▶ **SUPPLIED MATERIAL**:
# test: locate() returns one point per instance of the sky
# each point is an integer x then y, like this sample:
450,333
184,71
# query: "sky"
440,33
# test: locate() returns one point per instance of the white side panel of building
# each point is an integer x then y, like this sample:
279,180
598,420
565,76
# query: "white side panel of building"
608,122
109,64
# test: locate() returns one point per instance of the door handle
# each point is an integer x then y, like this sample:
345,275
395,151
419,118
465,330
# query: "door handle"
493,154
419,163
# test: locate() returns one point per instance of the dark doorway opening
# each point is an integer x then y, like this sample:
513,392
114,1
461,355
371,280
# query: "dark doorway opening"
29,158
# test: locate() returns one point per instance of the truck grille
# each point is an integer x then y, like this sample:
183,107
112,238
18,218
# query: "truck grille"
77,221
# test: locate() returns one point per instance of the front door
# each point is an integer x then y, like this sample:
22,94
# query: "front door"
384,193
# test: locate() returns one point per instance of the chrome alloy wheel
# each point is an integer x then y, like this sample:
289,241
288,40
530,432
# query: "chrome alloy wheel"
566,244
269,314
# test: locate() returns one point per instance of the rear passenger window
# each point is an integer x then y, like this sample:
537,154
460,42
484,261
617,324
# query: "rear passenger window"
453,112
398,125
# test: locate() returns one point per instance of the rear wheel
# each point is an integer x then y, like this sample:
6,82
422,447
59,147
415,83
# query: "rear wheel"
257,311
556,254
==
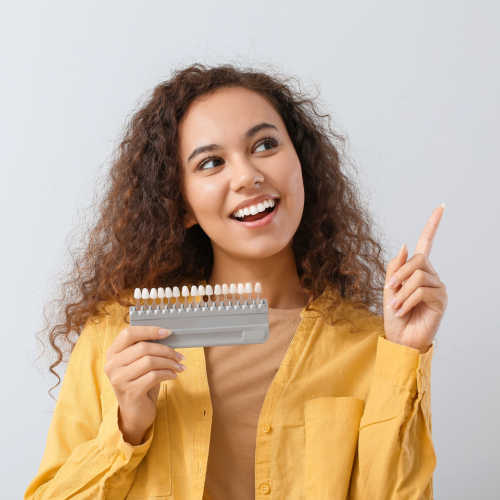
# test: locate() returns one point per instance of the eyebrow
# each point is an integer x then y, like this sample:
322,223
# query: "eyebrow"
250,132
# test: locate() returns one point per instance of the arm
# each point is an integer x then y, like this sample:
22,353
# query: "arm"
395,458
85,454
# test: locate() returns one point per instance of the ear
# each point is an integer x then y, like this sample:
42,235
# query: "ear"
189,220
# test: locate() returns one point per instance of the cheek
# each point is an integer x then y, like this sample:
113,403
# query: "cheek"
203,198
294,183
...
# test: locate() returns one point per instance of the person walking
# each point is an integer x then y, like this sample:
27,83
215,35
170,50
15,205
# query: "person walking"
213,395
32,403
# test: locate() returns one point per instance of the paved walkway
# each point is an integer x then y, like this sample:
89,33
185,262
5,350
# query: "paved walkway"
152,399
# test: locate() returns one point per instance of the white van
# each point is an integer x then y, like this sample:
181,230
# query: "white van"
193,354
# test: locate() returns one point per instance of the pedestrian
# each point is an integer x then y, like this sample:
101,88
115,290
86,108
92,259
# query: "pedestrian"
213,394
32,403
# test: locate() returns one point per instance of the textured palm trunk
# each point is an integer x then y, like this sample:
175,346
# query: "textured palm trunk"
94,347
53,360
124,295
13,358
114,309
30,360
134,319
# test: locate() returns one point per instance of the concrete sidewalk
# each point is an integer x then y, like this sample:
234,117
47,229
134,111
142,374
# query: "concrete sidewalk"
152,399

▶ **EXERCISE OBJECTIVE**:
All lines above between those holding "# test: locate() returns one point per instance of the dark" and "# test: locate() returns one point per instance of the chrome", inclusive, must be set down unchanged, and no other line may be included.

▶ **EXERCISE ANSWER**:
# test: locate() returns one point per instance of the dark doorway opening
# each point is an integer x then y, like this sample:
513,392
114,1
461,355
371,280
# query: "dark doorway opening"
29,158
# test: locate() returns one point per instance of the truck grille
# each point is an integer x then y, like this sample:
183,107
112,238
18,218
# query: "truck grille"
77,221
# test: locate() returns one point per instance of the front door
# each point is an integer x then y, like this sample:
22,94
# query: "front door"
384,193
# test: locate() returns one point per instance of the chrome alloy wheel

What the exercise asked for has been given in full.